Selected excerpt:
......
Data doubts

30 October 2023

Data doubts

Last month the Office for National Statistics (ONS), the UK’s official statistics authority, published sizeable upward revisions to its GDP numbers for the last few years. The new numbers show that the UK’s recovery from the pandemic was stronger than previously thought. The original numbers indicated that the UK economy had still not recovered to its pre-pandemic size; the new estimates show the UK exceeded that threshold in late 2021.

  • This is good news. These changes upend the previous narrative that the UK markedly underperformed other developed nations in recovering from the pandemic. Rather, since 2020, the UK has outperformed Germany, registering similar growth to France and Italy – though the UK remains some way behind Japan and Canada, and a long way behind the US.
  • Revisions to GDP releases are common and reflect the difficulty in measuring the total amount of goods and services produced in an economy. There are several approaches to measuring GDP, but in general the process involves aggregating the value of what is produced by businesses and the public sector, net of inputs and adjusting those inputs and outputs for inflation to allow a comparison with a prior period. Some of this information is available quickly, but much, including data on personal incomes from self-assessment tax returns, emerges only with a lag.
  • As might be expected during the pandemic, with huge swings in activity, the latest revisions are unusually large. Between 1992 and 2019, the average UK quarterly growth that was initially estimated at 0.4% was revised up, on average, by 0.1 percentage point to 0.5%. In 2021, the average quarterly revision was 0.8 percentage points. (UK GDP data revisions compare well by international standards. UK’s GDP revisions are some of the smallest in the developed world and take place earlier than in many other countries.)
......
Stored data:
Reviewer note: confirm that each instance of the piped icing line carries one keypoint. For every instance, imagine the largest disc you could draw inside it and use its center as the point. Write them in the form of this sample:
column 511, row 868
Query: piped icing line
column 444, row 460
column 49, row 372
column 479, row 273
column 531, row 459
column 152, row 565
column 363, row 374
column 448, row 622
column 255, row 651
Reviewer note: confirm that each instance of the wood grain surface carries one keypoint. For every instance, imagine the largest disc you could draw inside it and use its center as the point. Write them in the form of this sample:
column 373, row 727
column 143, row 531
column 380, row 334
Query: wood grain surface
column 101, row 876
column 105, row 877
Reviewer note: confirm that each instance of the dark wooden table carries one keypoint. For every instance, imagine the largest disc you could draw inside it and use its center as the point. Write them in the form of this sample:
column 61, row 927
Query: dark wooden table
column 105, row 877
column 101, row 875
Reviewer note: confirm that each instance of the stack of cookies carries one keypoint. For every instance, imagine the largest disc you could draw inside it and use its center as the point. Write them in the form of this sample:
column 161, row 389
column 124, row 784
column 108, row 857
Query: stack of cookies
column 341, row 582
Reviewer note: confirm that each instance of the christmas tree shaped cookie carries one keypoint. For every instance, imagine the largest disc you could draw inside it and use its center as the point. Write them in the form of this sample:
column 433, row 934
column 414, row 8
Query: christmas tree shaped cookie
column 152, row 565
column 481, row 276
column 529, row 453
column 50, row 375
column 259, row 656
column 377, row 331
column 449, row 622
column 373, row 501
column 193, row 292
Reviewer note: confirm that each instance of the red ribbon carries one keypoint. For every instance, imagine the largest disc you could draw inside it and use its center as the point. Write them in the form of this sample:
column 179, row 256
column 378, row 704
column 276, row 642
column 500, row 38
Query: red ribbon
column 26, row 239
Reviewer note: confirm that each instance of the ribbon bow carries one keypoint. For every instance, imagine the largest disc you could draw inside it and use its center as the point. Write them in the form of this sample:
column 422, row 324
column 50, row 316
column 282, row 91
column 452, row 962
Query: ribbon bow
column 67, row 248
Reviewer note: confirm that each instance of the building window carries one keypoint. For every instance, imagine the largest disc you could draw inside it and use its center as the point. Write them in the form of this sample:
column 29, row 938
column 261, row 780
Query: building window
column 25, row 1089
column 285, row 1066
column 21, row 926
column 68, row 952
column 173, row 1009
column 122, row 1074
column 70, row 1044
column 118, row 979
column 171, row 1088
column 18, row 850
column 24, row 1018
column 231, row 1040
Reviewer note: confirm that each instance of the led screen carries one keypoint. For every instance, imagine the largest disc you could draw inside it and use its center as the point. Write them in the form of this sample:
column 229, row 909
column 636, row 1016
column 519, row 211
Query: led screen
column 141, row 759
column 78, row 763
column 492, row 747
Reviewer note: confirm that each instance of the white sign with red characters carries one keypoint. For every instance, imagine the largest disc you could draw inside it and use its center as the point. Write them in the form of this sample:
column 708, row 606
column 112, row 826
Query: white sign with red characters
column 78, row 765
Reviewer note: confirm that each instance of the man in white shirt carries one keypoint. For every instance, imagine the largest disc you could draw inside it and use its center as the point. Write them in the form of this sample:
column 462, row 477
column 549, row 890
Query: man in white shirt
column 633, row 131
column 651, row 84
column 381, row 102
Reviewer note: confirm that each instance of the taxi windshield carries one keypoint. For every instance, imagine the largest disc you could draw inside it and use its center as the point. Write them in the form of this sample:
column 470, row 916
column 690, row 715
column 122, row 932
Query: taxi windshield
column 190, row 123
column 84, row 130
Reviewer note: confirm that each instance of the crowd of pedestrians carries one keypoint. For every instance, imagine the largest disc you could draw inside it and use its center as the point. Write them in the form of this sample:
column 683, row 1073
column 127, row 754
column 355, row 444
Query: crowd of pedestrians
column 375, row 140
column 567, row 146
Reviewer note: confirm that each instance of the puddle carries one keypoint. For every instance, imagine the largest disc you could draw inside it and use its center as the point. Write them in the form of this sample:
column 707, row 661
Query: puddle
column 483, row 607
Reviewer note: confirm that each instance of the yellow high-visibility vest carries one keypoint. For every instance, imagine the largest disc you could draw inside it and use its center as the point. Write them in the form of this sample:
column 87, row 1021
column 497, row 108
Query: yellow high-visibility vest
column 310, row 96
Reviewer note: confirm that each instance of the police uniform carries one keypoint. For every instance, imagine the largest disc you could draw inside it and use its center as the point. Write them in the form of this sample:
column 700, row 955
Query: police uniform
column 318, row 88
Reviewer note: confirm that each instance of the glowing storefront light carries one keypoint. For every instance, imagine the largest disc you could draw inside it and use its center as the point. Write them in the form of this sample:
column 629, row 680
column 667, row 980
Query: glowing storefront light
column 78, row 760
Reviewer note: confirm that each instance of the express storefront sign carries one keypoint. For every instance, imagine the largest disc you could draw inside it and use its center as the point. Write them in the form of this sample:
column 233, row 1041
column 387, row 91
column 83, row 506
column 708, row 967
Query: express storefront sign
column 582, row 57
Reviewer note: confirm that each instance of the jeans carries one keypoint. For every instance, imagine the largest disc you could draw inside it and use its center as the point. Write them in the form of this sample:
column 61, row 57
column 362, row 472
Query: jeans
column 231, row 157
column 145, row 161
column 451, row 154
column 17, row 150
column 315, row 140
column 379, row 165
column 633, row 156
......
Work task 1:
Name every country the article on UK GDP revisions compares with the UK's growth since 2020.
Work task 2:
Summarize the article on UK GDP revisions in two sentences.
Work task 3:
Resume the article on UK GDP revisions after its final sentence, continuing in the same manner.

Response 1:
Germany, France, Italy, Japan, Canada, the US

Response 2:
The ONS has revised UK GDP figures upward, showing that the UK economy recovered from the pandemic faster than first thought and passed its pre-pandemic size in late 2021, outperforming Germany and matching France and Italy. Such revisions are common because much of the data behind GDP arrives only with a lag, and the pandemic-era revisions were unusually large, though UK revisions are among the smallest in the developed world.

Response 3:
  • How can the initial GDP data have been so wide of the mark? Gathering data during a national emergency, with COVID restrictions disrupting patterns of demand and activity, was hugely challenging. Most people had other things on their minds than completing official surveys. The ONS says the changes reflect updated data and methodological changes. In particular, inventories or stocks, one of the hardest elements to measure in GDP, are now thought to have been rising, rather than falling, as previously had been thought.
  • If we drill down into the detail of the GDP numbers the revisions at an industry level are even larger. Chris Giles, the Financial Times’s economics commentator, notes that basic iron and steel production was revised from an increase of 56% between 2019 and 2021 to a decline of 66%. The ONS discovered that much more of the value added attributed to steel production in the initial estimate came, in fact, from energy inputs.
  • The ONS has also had problems with the regular labour market statistics, including estimates of unemployment. Earlier this month the ONS was forced to postpone publication of the monthly labour market data – an exceptional occurrence – because response rates for its long-running Labour Force Survey (LFS) had fallen to unacceptably low levels. Response rates for the LFS have dropped from 50% ten years ago to 15% in the wake of the pandemic, obliging the ONS to create a new, ‘experimental’ employment series based on payroll data from HMRC and the number of people claiming unemployment benefits. The US has had similar problems. The sample size of the Current Population Survey, the principal source of data on the US labour market, dropped sharply during the pandemic.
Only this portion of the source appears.